--- Source text Enclosed Below ---

Whether they are annuals or perennials, if we pay attention to them the flowers keep us — pardon the pun — grounded. As we walk or drive down the streets of our home towns or just look out the windows of our homes, the flowers not only brighten our neighborhoods and days but also help us keep track of the passage of time. In this part of the country where NFESH’s office is located, forsythia are the first to spring to life, driving the drab gray of winter into the background with their long sprays of almost neon yellow. Early spring brings the daffodils and on their heels the tulips, and as summer approaches the hydrangeas and magnolias and camellias and all manner of other blossoms hung in pots or arrayed in beds vie for attention and enliven the days. Autumn brings muter colors but no less beauty as chrysanthemums adorn tables and take center stage in the corsages of homecoming queens. The flower centerpieces and bouquets that have traditionally marked the special celebrations of our lives — like weddings, holidays, birthdays, and anniversaries — have taken on a different role in the context of COVID-19 for all of us. And this is especially true for the older folks among us, who, because of their age, have been essentially housebound for many months and several seasons now and cautioned that venturing out and interacting with others can put them at serious health risk. What is the case for all of the elderly (including those individuals of a certain age who never before would have considered that nomenclature as applying to them) is even more devastatingly true for those older citizens among us who were and are residents of nursing homes and other senior living facilities. In the context of the pandemic, they have been quarantined, as we know but we far too often forget, for months now. In the context of the pandemic, visits with family are relegated to short conversations through a window, if they happen at all.
Surely, without the succession of flowers they see out those same windows, the passage of time might doubtless be difficult to mark. It might be easy to forget not just what day it is, but what month and what season. Ask most any “elderly” person you know about forgetting, and if they are honest with you and with themselves they probably will admit that they do occasionally forget a bit more now than they did when they were young — or at least it takes a slight bit more time to remember. Such is a frightening and widespread reality in this era when Alzheimer’s has become a household word and an entire industry dedicated to “memory care” has grown up across the nation. Yes, for people “of a certain age” the specter of forgetting is a very real and frightening thing.

--- End of Enclosed Source text ---
--- Data shown Enclosed Below ---

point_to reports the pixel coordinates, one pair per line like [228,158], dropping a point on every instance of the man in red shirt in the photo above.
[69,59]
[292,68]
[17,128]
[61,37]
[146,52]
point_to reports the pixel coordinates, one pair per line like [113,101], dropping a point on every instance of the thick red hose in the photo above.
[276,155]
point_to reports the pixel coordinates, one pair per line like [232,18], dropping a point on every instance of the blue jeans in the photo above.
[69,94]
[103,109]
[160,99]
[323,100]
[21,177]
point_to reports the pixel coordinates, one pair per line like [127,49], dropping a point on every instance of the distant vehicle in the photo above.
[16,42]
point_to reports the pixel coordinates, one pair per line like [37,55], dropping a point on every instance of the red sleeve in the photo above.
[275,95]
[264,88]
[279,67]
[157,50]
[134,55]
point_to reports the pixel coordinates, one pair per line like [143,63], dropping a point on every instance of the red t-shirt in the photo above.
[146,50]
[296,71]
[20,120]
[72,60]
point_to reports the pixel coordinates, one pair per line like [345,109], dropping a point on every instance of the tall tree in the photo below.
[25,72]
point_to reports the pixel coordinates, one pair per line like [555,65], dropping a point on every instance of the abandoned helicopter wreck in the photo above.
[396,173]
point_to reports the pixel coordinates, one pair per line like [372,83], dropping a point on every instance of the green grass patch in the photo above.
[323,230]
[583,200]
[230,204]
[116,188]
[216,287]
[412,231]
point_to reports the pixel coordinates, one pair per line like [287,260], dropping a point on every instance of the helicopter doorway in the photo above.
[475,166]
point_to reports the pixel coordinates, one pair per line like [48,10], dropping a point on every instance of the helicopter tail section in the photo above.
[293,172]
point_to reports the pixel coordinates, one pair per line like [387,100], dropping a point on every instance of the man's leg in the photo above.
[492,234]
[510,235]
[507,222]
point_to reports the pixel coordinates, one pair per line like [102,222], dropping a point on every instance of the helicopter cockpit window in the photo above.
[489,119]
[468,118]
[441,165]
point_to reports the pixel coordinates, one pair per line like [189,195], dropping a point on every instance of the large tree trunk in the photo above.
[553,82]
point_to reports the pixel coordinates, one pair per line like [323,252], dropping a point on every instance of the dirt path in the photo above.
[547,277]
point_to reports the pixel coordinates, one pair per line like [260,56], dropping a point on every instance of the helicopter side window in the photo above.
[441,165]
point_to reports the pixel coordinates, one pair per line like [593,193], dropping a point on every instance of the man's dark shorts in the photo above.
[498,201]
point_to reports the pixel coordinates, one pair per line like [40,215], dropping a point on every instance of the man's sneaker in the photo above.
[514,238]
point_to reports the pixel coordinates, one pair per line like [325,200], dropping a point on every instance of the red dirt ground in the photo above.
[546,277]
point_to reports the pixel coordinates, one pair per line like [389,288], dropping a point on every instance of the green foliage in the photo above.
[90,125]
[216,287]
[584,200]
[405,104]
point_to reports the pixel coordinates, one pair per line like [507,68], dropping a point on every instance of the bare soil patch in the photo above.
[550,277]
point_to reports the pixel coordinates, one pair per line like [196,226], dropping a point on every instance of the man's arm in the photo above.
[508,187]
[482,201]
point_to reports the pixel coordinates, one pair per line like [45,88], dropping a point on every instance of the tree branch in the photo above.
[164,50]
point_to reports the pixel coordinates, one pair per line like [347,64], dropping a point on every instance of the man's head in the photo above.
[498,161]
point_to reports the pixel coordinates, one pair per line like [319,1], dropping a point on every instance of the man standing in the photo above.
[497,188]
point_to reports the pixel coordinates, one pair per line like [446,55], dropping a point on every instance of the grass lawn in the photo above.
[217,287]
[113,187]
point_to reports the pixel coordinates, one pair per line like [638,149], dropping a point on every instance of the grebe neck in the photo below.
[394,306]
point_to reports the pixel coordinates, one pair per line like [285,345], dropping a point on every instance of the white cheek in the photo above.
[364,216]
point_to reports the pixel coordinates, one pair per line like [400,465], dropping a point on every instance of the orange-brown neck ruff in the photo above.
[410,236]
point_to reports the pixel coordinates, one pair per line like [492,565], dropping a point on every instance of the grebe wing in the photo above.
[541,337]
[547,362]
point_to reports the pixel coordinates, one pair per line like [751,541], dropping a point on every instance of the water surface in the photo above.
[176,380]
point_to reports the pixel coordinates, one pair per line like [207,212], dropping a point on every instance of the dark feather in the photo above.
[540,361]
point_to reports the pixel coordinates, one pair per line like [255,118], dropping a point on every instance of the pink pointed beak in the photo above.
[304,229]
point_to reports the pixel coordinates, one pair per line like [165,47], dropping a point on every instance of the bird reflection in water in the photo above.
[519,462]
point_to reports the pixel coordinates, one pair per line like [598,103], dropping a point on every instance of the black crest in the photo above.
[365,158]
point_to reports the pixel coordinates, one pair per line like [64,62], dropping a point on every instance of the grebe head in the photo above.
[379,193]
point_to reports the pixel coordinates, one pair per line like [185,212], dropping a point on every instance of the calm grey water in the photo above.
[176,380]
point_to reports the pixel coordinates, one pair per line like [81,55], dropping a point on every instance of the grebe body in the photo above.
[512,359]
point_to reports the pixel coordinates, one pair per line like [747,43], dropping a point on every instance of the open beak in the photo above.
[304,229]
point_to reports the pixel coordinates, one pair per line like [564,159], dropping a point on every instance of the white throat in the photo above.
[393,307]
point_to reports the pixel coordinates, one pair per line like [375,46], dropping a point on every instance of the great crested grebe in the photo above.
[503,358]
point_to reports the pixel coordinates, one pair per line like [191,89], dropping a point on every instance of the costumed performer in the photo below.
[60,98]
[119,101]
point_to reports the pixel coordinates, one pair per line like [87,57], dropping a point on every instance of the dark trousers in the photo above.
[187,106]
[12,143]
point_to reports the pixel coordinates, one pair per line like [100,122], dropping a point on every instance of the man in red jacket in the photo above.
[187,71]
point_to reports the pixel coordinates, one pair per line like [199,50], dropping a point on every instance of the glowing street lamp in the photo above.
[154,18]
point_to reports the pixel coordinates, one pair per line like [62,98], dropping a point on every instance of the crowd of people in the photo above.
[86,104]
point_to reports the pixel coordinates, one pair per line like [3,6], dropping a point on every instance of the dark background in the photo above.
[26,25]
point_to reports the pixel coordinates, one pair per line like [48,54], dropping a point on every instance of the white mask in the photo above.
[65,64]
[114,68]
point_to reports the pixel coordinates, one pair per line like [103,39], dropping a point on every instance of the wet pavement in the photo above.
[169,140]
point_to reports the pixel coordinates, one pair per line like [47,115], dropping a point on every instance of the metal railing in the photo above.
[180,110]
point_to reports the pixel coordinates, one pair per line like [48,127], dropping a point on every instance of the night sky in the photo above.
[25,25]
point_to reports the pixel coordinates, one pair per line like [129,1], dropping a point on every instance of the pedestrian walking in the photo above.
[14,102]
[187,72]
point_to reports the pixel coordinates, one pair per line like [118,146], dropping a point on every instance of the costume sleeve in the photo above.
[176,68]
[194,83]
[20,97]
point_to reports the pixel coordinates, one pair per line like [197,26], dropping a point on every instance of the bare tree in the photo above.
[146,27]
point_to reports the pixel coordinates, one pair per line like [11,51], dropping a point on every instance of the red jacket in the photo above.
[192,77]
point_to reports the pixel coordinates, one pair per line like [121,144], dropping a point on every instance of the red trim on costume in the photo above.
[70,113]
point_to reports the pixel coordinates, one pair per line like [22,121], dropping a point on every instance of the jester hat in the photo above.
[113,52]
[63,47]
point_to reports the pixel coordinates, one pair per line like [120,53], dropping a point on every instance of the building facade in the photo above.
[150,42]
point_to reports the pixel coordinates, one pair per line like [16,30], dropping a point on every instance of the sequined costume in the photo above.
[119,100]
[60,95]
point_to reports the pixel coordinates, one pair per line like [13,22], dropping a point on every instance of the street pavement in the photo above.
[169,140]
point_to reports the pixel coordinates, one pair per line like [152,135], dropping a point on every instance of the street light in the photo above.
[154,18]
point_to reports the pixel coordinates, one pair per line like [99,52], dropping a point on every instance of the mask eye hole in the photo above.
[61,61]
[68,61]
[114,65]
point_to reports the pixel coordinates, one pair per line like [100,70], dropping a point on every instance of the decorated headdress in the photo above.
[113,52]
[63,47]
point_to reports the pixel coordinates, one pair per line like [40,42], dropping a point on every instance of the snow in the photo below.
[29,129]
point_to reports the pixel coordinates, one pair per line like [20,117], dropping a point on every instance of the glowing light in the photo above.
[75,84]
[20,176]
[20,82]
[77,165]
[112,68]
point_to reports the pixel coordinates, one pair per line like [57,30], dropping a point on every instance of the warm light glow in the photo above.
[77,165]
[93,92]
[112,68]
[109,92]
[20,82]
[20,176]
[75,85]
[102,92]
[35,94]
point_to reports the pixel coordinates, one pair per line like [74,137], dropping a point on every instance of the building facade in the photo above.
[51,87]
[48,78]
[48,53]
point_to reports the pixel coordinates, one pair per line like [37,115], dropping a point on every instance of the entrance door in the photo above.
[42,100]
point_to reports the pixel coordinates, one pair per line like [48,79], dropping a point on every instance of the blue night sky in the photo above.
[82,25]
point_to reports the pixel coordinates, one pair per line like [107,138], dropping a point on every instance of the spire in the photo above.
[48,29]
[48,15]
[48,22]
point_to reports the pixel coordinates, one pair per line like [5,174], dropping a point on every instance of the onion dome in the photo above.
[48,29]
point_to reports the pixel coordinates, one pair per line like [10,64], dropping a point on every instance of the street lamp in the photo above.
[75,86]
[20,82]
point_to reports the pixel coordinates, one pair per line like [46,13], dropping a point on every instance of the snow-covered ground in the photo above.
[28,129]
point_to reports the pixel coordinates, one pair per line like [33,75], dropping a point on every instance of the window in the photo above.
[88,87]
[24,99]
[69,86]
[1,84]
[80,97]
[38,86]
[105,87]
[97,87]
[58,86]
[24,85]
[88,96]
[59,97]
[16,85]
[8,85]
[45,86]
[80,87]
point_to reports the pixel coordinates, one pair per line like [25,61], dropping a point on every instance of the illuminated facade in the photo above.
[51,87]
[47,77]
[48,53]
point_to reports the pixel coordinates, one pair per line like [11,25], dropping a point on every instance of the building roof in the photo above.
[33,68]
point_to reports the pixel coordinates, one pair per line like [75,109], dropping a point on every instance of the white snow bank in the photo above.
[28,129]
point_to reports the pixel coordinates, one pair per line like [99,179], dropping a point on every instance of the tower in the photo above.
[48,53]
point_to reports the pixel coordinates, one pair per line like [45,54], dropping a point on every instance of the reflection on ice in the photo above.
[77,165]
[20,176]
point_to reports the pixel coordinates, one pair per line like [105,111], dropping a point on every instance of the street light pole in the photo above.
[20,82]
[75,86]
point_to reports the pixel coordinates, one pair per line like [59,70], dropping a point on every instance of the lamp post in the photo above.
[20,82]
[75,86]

--- End of Enclosed Data shown ---

For each statement below, answer yes or no to say whether it agrees with the text on flowers and the passage of time, and quote the words from the text that settle it.
1. In the part of the country where NFESH's office is located, forsythia are the first to bloom.
2. Chrysanthemums appear in early spring.
3. Residents of nursing homes have been quarantined for weeks.
The records have no connection to the text on flowers and the passage of time.

1. Yes: "forsythia are the first to spring to life"
2. No: "Autumn brings muter colors but no less beauty as chrysanthemums adorn tables"
3. No: "they have been quarantined, as we know but we far too often forget, for months now"